>> begin Data listing
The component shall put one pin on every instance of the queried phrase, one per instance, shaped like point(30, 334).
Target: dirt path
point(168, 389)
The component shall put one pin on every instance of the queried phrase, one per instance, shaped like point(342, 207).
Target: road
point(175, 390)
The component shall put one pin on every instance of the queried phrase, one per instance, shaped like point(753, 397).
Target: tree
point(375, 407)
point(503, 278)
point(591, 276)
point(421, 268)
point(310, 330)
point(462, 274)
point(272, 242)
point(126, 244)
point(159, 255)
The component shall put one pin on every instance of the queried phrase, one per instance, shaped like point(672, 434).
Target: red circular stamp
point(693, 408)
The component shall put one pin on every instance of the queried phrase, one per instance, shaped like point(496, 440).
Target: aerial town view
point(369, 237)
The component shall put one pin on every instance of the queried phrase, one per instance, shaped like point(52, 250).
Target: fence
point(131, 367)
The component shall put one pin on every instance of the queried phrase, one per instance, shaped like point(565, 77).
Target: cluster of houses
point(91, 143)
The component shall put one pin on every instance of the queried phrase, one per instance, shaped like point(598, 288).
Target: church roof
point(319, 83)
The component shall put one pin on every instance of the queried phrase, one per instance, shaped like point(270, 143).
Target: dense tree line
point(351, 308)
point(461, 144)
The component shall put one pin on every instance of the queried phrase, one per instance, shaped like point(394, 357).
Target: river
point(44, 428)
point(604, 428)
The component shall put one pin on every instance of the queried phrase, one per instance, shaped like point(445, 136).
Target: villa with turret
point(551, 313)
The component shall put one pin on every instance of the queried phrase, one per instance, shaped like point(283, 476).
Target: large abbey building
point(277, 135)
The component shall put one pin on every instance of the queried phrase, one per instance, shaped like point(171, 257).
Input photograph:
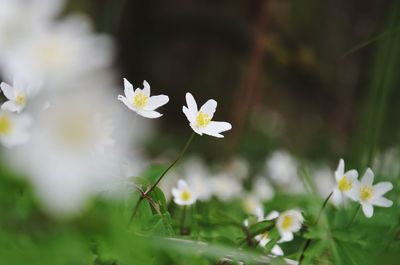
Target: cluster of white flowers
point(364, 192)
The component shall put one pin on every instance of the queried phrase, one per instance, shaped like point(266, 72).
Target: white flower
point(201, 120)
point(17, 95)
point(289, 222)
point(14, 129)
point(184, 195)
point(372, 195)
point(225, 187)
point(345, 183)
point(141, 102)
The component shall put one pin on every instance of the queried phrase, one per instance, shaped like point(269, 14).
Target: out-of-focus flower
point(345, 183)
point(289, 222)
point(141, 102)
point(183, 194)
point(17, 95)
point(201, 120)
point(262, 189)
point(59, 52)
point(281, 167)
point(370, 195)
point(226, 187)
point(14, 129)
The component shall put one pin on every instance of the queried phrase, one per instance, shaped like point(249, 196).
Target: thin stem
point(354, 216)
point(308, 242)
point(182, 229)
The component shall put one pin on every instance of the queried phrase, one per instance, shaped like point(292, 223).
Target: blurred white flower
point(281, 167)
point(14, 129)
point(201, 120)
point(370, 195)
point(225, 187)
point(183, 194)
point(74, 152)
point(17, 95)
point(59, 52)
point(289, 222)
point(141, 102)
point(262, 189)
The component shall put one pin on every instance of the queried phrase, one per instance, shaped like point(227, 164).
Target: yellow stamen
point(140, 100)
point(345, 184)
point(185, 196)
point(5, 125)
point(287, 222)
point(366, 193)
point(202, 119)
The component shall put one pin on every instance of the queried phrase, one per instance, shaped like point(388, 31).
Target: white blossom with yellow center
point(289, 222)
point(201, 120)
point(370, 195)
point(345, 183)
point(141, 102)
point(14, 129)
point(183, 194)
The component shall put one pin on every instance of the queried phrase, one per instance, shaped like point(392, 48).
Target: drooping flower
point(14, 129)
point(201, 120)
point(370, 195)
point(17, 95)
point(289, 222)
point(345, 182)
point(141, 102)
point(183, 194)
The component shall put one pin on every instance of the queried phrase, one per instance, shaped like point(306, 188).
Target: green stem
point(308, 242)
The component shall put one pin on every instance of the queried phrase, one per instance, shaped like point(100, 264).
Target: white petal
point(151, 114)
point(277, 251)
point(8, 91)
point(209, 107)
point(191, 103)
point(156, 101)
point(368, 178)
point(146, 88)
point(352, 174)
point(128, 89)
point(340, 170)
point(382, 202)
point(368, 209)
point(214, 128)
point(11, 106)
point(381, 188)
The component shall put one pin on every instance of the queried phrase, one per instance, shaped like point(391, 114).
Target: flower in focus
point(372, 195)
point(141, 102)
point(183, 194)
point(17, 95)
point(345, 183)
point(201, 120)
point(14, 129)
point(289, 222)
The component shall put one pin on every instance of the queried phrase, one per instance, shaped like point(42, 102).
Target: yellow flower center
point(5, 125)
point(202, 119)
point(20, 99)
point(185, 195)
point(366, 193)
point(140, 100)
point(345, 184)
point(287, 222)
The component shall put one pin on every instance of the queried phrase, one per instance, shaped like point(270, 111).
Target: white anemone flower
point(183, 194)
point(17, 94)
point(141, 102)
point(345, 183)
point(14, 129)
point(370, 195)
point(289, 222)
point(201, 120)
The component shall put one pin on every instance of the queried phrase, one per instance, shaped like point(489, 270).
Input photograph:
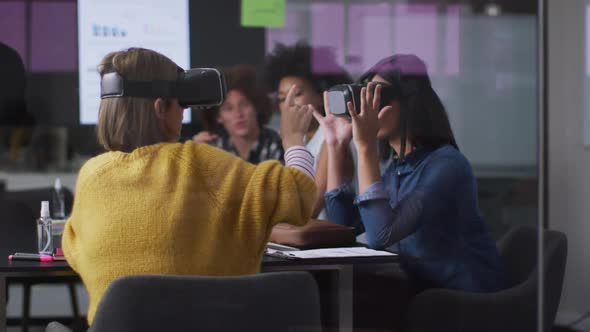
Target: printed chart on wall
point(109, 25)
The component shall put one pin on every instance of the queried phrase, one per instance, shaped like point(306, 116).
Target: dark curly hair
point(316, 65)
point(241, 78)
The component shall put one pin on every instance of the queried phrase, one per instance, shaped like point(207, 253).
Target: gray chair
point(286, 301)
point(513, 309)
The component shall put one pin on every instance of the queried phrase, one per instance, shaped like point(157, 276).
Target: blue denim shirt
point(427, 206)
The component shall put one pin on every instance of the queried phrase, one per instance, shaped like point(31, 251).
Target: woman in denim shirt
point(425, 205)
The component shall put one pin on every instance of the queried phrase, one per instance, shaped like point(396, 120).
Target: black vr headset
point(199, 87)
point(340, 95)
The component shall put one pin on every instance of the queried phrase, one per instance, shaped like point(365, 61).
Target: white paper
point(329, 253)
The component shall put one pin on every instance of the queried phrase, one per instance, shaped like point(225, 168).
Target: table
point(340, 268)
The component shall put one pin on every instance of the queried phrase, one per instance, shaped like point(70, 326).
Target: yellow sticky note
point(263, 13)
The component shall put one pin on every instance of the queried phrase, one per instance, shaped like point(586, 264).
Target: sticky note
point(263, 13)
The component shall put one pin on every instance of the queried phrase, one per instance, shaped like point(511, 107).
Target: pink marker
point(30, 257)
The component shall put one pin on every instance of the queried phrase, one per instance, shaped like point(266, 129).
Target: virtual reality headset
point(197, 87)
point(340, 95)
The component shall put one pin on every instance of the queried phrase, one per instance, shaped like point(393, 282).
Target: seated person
>> end Data listing
▸ **Description of the task**
Reproduce every line from the beginning of the entries down to the line containing "point(159, 255)", both included, with the requests left unchanged. Multiply each coordinate in the answer points by 1.8 and round it to a whole number, halves up, leaving the sample points in the requests as they are.

▸ **Task output**
The component shall put one pin on every instance of the queried phrase, one per instance, shaped like point(30, 334).
Target: dirt path
point(302, 700)
The component shall put one pin on every instance of the queried phrase, one per instance, shaped like point(342, 207).
Target: road
point(315, 702)
The component shall put one pin on every instance of the queried phrase, one per instance, shaped like point(753, 397).
Target: tree
point(675, 733)
point(905, 500)
point(1064, 497)
point(758, 482)
point(558, 594)
point(832, 493)
point(490, 436)
point(227, 439)
point(286, 459)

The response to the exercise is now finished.